:: Text section ::
........
May 21, 2010 3:38 PM in response to JulieJulieJulie

And a further revised version to speed-up checking of checksums and names.

After saving the index file with file paths and checksums, it is sorted by checksum value and then read in as an array. The loop checks the current file against the list starting at 1 greater than the current file (so it skips all files which were sorted below the current file's checksum) and stops when it reaches a non-matching checksum (so it skips all files whose checksums sorted above the current checksum.)

Then a temporary list of file names (basename) and paths is exported and read in again, sorted by basename. Another loop handles the duplicate name check in the same manner as the checksum loop - it doesn't check names which can't match.

http://www.mediafire.com/?vmwywmdhyfa

Reply

Answer 9

Guy Burns Author

Level 2

367 points

May 21, 2010 10:13 PM in response to JulieJulieJulie

Thanks for the updated faster script. I haven't got back earlier because I have been testing it.

Comments
1. Duplicate Pages files are not deleted, and altered Pages files with the same name do not receive a numbered suffix. All other file types I tested (jpeg, tiff, mp3, aiff, indd) are handled correctly. For me, this is not a problem as I don't use Pages anymore and have very few documents in that format.

2. Time to completion is now linear with number of files. I generated a test folder with 5 files (jpeg, tiff, mp3, aiff, indd) at top level; an identical sub-folder with file names changed; and another subfolder with same file names but altered contents. I called this folder +Test x1+ (15 files). Then I nested that in another folder called +Test x2+ (30 files). And so on up to +Test x 64+ (960 files).

*Times to completion*
60 files ... 8 seconds
120 files ... 12 seconds
240 files ... 25 seconds
480 files ... 46 seconds
960 files ... 101 seconds

20,000 files ... 8600 seconds (see below).

The script handles about 10 files/second, other than for certain sound, image, InDesign and mapping files. Extrapolating to my estimated 50,000 files means a completion time of several hours – better than the 20 weeks completion time of version 1!

*A REAL FOLDER TEST*
I have just tested a firewire-based archive (~60 GB, 20,000 files, containing only the most recent files). Using 60-80% CPU, the script took an hour to do the first step (Terminal said something about finding files), and an additional 75 minutes (1-10% CPU) to complete checksumming (I think), and finishing off by "checking names" in about 2 minutes.

*TWO MORE QUESTIONS*

Q1: Is there a Terminal command that will move all files contained within subfolders to the top level? At the end of the consolidation I'd like all files at the top level, so that I can archive them alphabetically to DVDs. This step is probably best done as a separate step and not in the script.

Q2: For some of the time I watched the script run. I noticed that it would take about one second for tiff and mp3 files (say, 10-50 MB), up to 10 seconds per InDesign files (some up to 200 MB), and about 10 minutes for one particular mapping file or folder (only a few hundred MB in it). I assume the script was calculating checksums. I use SilverKeeper as my archive software, and it doesn't use checksumming from what I understand, with the result that SilverKeeper can perform an incremental archive on my files approximately 10 times faster, for example, than Carbon Copy Cloner which does use checksums (see last post in my thread at http://forums.bombich.com/viewtopic.php?p=61546#61546). Is checksumming necessary? Could adequate file comparison be done just by modification date or file size? If so, I suspect it would significantly increase the processing speed.
........
:: Exercise requirements ::
Please copy the forum thread above word for word, between "20,000 files ..." and "of version 1!", inclusive.

:: Data lines ::
........
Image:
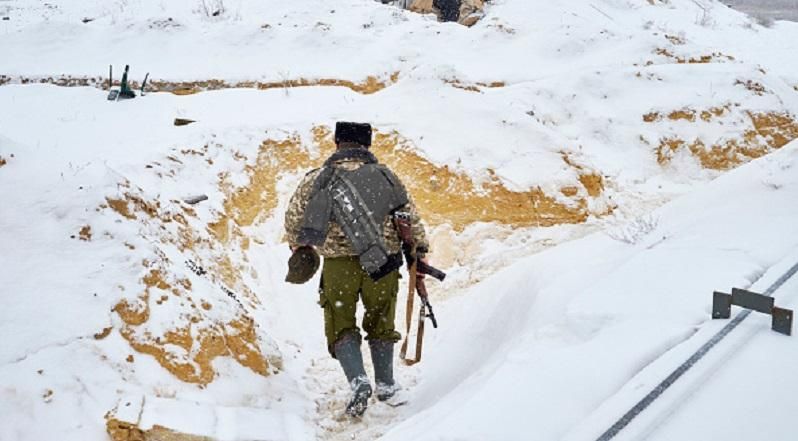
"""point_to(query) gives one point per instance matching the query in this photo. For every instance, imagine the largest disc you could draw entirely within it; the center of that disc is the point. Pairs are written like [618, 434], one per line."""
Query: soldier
[344, 210]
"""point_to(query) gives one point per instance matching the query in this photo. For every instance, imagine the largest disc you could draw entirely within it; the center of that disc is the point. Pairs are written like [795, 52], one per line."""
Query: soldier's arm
[419, 233]
[295, 212]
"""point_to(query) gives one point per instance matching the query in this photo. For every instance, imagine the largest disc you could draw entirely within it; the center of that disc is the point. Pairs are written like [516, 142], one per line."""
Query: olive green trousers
[343, 282]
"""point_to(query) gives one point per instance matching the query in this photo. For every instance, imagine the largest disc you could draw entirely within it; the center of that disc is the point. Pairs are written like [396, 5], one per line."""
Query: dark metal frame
[722, 303]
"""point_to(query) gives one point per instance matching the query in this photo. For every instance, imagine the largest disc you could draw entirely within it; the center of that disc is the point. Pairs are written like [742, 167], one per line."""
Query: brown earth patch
[371, 84]
[187, 351]
[443, 196]
[104, 333]
[768, 132]
[474, 87]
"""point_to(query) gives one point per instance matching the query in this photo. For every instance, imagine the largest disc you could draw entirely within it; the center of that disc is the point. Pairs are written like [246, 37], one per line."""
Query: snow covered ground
[591, 171]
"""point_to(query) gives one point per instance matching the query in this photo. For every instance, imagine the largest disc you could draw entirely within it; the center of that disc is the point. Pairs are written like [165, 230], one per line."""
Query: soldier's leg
[379, 299]
[341, 283]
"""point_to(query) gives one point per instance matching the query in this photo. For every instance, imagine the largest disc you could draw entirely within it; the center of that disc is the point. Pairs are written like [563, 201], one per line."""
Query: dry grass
[125, 431]
[714, 57]
[370, 85]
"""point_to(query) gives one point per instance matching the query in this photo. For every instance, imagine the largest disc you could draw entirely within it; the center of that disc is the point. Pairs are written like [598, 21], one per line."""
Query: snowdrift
[133, 313]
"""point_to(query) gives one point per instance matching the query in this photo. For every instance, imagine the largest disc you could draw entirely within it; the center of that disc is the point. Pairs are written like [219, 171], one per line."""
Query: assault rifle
[416, 264]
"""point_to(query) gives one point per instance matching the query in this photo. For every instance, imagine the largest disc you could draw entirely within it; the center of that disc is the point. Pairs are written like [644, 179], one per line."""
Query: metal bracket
[722, 303]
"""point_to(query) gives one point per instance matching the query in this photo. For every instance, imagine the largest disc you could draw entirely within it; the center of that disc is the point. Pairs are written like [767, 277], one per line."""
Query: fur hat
[359, 133]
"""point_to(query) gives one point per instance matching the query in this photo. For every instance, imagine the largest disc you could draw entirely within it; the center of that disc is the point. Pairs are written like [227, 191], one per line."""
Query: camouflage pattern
[343, 282]
[337, 244]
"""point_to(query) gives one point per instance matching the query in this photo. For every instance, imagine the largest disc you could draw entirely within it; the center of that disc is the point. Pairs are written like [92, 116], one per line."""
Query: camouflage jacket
[337, 244]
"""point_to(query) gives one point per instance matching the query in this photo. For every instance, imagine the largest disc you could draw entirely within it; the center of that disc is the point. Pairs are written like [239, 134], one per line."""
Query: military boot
[382, 358]
[347, 351]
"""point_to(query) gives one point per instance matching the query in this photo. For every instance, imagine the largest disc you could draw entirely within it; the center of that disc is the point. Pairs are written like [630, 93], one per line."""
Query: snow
[546, 333]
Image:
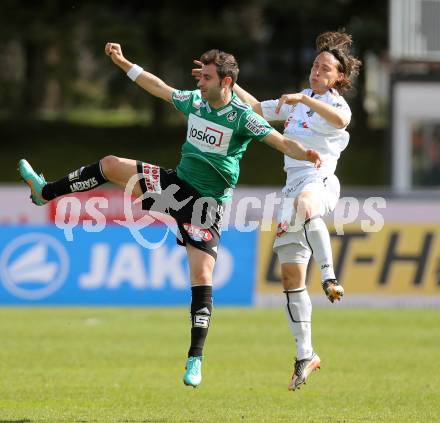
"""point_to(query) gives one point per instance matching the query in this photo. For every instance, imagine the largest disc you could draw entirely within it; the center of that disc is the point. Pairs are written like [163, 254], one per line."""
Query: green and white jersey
[215, 142]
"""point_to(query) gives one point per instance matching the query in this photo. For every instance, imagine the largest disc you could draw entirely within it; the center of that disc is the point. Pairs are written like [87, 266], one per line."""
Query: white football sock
[299, 316]
[318, 237]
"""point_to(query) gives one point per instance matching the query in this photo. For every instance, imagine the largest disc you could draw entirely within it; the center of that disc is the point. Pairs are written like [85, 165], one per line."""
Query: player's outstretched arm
[149, 82]
[292, 148]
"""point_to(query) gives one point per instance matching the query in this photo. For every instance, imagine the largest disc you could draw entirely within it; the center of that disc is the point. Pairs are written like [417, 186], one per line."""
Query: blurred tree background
[63, 103]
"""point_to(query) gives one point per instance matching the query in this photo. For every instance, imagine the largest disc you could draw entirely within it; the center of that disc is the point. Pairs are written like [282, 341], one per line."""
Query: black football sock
[201, 309]
[82, 179]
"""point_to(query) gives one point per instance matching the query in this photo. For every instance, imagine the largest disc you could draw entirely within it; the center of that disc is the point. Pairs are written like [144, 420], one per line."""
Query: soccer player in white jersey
[317, 117]
[220, 127]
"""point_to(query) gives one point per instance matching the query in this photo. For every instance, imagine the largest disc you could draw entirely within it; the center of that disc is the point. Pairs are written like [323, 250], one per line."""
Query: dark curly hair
[338, 44]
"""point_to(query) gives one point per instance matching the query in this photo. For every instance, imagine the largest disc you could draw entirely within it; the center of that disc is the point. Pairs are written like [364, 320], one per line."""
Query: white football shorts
[290, 243]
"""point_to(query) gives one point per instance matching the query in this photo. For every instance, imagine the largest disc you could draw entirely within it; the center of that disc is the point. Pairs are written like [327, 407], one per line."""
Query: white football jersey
[312, 131]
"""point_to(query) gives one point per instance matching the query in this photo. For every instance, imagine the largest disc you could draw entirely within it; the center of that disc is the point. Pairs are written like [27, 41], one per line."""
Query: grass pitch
[126, 365]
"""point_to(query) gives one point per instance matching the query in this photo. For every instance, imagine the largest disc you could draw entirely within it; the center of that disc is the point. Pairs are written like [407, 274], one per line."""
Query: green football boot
[33, 180]
[193, 374]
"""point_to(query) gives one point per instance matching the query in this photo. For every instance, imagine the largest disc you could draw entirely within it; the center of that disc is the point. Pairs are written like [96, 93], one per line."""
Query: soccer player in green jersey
[219, 129]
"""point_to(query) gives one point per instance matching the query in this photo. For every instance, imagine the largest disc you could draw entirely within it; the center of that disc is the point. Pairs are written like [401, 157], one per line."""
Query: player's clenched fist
[115, 52]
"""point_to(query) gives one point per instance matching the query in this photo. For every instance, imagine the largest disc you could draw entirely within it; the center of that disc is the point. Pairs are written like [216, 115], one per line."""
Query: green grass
[125, 365]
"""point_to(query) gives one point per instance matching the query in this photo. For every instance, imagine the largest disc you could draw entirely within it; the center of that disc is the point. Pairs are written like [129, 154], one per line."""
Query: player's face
[209, 83]
[324, 73]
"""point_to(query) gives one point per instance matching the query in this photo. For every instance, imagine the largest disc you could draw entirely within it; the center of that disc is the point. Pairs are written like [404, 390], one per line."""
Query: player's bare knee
[201, 277]
[109, 166]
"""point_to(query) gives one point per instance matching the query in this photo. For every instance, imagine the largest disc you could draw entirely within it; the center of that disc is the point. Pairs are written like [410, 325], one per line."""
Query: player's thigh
[120, 170]
[201, 265]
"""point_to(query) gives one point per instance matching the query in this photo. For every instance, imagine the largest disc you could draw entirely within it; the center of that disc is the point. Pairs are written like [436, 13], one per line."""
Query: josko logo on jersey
[208, 136]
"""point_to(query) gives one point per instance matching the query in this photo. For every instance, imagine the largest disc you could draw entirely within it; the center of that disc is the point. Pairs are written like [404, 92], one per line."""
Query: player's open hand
[291, 99]
[314, 157]
[115, 52]
[197, 72]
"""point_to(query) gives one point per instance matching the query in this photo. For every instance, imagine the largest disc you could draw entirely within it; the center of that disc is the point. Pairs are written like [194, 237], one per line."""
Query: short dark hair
[225, 63]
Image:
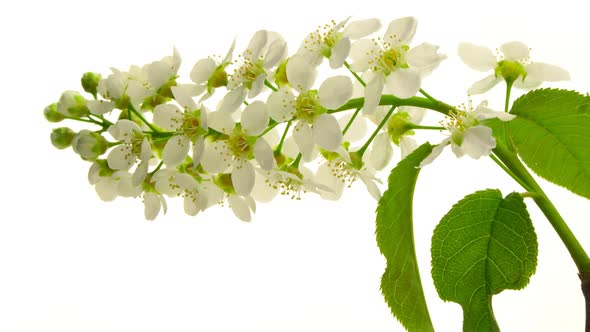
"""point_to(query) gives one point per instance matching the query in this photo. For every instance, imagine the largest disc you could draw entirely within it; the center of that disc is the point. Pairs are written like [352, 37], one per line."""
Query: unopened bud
[72, 104]
[51, 114]
[90, 82]
[62, 137]
[89, 145]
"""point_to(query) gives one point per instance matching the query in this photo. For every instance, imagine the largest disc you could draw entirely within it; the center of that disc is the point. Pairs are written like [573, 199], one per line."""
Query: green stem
[280, 146]
[136, 113]
[508, 89]
[362, 150]
[358, 78]
[579, 255]
[270, 86]
[390, 100]
[350, 121]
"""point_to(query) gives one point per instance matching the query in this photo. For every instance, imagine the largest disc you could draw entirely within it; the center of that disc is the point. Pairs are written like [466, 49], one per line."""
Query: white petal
[243, 177]
[281, 105]
[198, 150]
[403, 83]
[373, 92]
[202, 70]
[175, 150]
[232, 100]
[151, 205]
[254, 118]
[100, 107]
[221, 121]
[215, 156]
[304, 139]
[326, 132]
[478, 141]
[362, 28]
[106, 188]
[256, 44]
[538, 71]
[424, 56]
[407, 145]
[515, 50]
[335, 91]
[360, 54]
[340, 52]
[239, 207]
[436, 151]
[325, 176]
[300, 73]
[401, 31]
[484, 85]
[120, 157]
[477, 57]
[381, 152]
[263, 154]
[168, 117]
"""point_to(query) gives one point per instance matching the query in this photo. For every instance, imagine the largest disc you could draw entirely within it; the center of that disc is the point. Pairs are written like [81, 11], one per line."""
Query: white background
[69, 262]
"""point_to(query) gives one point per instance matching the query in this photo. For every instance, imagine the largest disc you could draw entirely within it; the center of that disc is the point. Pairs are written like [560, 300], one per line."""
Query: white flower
[340, 172]
[393, 65]
[209, 74]
[190, 126]
[135, 146]
[333, 41]
[467, 135]
[313, 124]
[242, 146]
[512, 65]
[265, 50]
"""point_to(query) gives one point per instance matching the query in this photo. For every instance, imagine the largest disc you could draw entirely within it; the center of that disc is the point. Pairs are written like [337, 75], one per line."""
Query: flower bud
[62, 137]
[51, 114]
[90, 82]
[89, 145]
[72, 104]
........
:: Result for this task ::
20,000 files ... 8600 seconds (see below).

The script handles about 10 files/second, other than for certain sound, image, InDesign and mapping files. Extrapolating to my estimated 50,000 files means a completion time of several hours – better than the 20 weeks completion time of version 1!